_What you will do_:
(A) Print the passage from the forum posts on space mining, starting at "Posted by: dgibso29" and ending at "a nebulae miner?".
(B) Answer these questions about the forum posts on space mining, one per line:
(i) Whose idea for asteroid miners does one poster say they love?
(ii) What kind of miner does one poster ask whether players will ever see?
(iii) What will the recently crowdfunded project search for?
(C) Continue the forum posts on space mining, picking up after their final sentence.

_Extract to read_:
Never really thought about an orbital with 50(0) asteroid miners on it, or some such.  I just giggled a little on the inside of the visualization of subjugating an alien home world and then following up with an orbital mining array that strips/decimates the planet and renders the surface near inhospitable in the extraction of the resources.  (a little combining of this idea and one I just posted in suggestions about player activities damaging the habitability of a body)
Posted by: dgibso29
« on: April 16, 2012, 02:57:25 PM »

I love Cocyte's idea for asteroid miners.  Instead of putting an arbitrary limit on body type or size have the miners work with a rate of diminishing return on any body.  Bodies up to the size of one that starts to round off are relatively full capacity for mining and bodies of size between asteroids and moons or even dwarf planets still work but are scaled.  If you wanted to add tech lines to support that there could be a place for expanding the capacity of the miners.  It would preserve the usefulness of auto mines and improve the flexibility of mining ships.
Since we are pretty far off the original topic here, but in the realm of mining ships, will we ever see a nebulae miner?

This. I like the idea of being able to have a massive orbital mining operation. Even if it IS a planet. Could be very, very cool. Orbital habitats, miners, etc, etc.
Posted by: xeryon
« on: April 16, 2012, 02:43:14 PM »

Recently a a project was (crowd) funded that will search for exomoons. I predict that in 2 or years steve has to code a dozen complete starsystems :P

"Complete" might be pushing it.  We are still regularly finding sizable bodies in our own system!  The prospect of colonizing known systems has a certain appeal to it.  Takes the RP of the future of Earthlings to a new level if the systems we are working with are actually real bodies.

_Records provided_:

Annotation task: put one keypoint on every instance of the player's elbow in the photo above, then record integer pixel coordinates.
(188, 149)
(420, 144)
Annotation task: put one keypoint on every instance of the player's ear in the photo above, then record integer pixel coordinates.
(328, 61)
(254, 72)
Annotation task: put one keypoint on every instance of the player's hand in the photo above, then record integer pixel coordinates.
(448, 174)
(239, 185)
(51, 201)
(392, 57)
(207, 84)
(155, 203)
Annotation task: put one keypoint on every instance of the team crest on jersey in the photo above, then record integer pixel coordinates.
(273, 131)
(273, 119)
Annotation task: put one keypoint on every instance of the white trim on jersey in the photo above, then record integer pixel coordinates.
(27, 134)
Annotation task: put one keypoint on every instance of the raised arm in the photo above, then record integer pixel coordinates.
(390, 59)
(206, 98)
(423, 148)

---

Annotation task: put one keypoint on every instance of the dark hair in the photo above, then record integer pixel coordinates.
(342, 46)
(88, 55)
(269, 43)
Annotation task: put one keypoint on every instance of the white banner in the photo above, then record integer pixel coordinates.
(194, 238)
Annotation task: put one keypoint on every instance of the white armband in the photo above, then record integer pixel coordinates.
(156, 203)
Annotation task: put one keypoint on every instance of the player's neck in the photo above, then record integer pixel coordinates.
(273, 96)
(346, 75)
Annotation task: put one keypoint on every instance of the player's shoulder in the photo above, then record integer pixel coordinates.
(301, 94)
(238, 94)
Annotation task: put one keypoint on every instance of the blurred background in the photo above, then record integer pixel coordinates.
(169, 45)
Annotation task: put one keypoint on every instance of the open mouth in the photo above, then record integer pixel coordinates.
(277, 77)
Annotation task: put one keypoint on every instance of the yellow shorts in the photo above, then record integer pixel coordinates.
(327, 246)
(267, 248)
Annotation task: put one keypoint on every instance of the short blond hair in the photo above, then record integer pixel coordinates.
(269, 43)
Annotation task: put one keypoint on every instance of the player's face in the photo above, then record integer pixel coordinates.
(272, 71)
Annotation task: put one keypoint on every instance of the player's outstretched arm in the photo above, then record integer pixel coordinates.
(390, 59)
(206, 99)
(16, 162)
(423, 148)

* * *

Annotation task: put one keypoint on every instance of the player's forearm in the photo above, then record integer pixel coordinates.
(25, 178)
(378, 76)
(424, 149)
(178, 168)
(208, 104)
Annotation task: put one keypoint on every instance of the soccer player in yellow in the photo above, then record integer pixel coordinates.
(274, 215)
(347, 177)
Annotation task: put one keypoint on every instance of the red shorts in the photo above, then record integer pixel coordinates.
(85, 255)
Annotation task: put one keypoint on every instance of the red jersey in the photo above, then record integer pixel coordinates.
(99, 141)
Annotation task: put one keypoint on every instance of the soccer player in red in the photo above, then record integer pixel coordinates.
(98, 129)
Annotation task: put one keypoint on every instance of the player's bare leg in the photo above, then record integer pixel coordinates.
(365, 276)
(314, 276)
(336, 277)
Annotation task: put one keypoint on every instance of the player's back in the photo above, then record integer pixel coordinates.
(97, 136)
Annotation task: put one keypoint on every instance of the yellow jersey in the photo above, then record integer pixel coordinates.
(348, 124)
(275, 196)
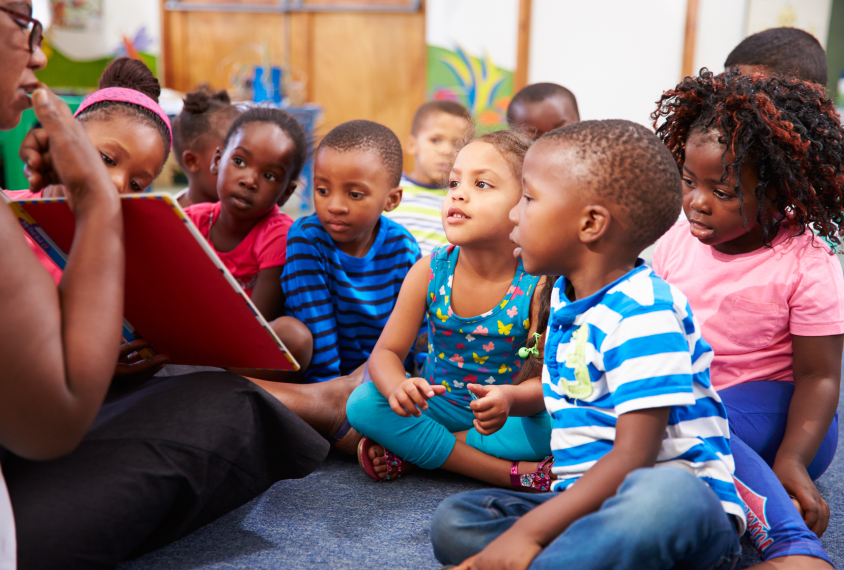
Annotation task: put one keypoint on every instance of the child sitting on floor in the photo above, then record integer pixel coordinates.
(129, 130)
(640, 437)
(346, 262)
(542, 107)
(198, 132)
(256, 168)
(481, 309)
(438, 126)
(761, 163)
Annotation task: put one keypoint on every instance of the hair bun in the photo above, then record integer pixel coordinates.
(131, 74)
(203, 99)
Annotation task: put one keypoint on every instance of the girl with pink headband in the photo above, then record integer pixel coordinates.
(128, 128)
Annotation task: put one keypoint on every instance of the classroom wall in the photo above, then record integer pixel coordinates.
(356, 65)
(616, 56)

_The results_:
(A)
Posted by: dgibso29
« on: April 16, 2012, 02:57:25 PM »

I love Cocyte's idea for asteroid miners.  Instead of putting an arbitrary limit on body type or size have the miners work with a rate of diminishing return on any body.  Bodies up to the size of one that starts to round off are relatively full capacity for mining and bodies of size between asteroids and moons or even dwarf planets still work but are scaled.  If you wanted to add tech lines to support that there could be a place for expanding the capacity of the miners.  It would preserve the usefulness of auto mines and improve the flexibility of mining ships.
Since we are pretty far off the original topic here, but in the realm of mining ships, will we ever see a nebulae miner?

(B)
(i) Cocyte's
(ii) A nebulae miner
(iii) Exomoons

(C)
I love Cocyte's idea for asteroid miners.  Instead of putting an arbitrary limit on body type or size have the miners work with a rate of diminishing return on any body.  Bodies up to the size of one that starts to round off are relatively full capacity for mining and bodies of size between asteroids and moons or even dwarf planets still work but are scaled.  If you wanted to add tech lines to support that there could be a place for expanding the capacity of the miners.  It would preserve the usefulness of auto mines and improve the flexibility of mining ships.
Since we are pretty far off the original topic here, but in the realm of mining ships, will we ever see a nebulae miner?
Posted by: Mel Vixen
« on: April 16, 2012, 01:06:23 PM »

Is there a possibility, in some future release, of real-life star systems included? There are quite a few, some with as much as six confirmed planets (like Kepler-11 with six gas giants inside the orbit of Mercury).  While those systems would still need some randomly generated objects, I think it would be nice to have some "fixed" systems in the game other than Sol.

Recently a a project was (crowd) funded that will search for exomoons. I predict that in 2 or years steve has to code a dozen complete starsystems :P
Posted by: Haji
« on: April 16, 2012, 12:09:35 PM »

Is there a possibility, in some future release, of real-life star systems included? There are quite a few, some with as much as six confirmed planets (like Kepler-11 with six gas giants inside the orbit of Mercury).  While those systems would still need some randomly generated objects, I think it would be nice to have some "fixed" systems in the game other than Sol.
Posted by: Cocyte
« on: April 16, 2012, 10:03:41 AM »

Quote from: Steve Walmsley link=topic=4766. msg48305#msg48305 date=1333578862
Another update:

At the moment, the planets, moons and asteroids in the Sol system are always at the same point in their orbit at the start of every game.  From v5. 70 onwards, every body in the Sol system will be assigned a random point in its orbit at the start of each new Sol-based campaign.  This means every game will be unique in terms of the Sol system starting layout.

Steve

Randomly? Not computed according to the date? I'm dissapointed!
Just joking, I'm very impressed by the amount of work you spent just to name "space rock #2561" :)

* Concerning L4 and L5 bodies, two things bugged me for some time. . .
- The first one is that secondary stars (which can be considered as bigger than usual superjovians actually) lack the intra-system lagrange jump point.  adding those may ease the exploration of ultra-large systems (if the primary have a superjovian around, it cut the travel distance by 2/3)
- Why is there only one lagrange intra-system jump point per body?

* Concerning the orbital asteroid miners, why not allowing them for all bodies, but with a variable yield depending of the size/gravity of the body?
(The smallest chunks being the fastest to mine - even faster than now if possible - and Earth-sized planets would be a waste of time for the mining ship)
For now, asteroids mining ships seems not very interesting compared to automated mines due to their low yield, but if they can outperform the mines on the smaller bodies, they can fit nicely in this niche.
Posted by: Brian Neumann
« on: April 10, 2012, 10:56:41 AM »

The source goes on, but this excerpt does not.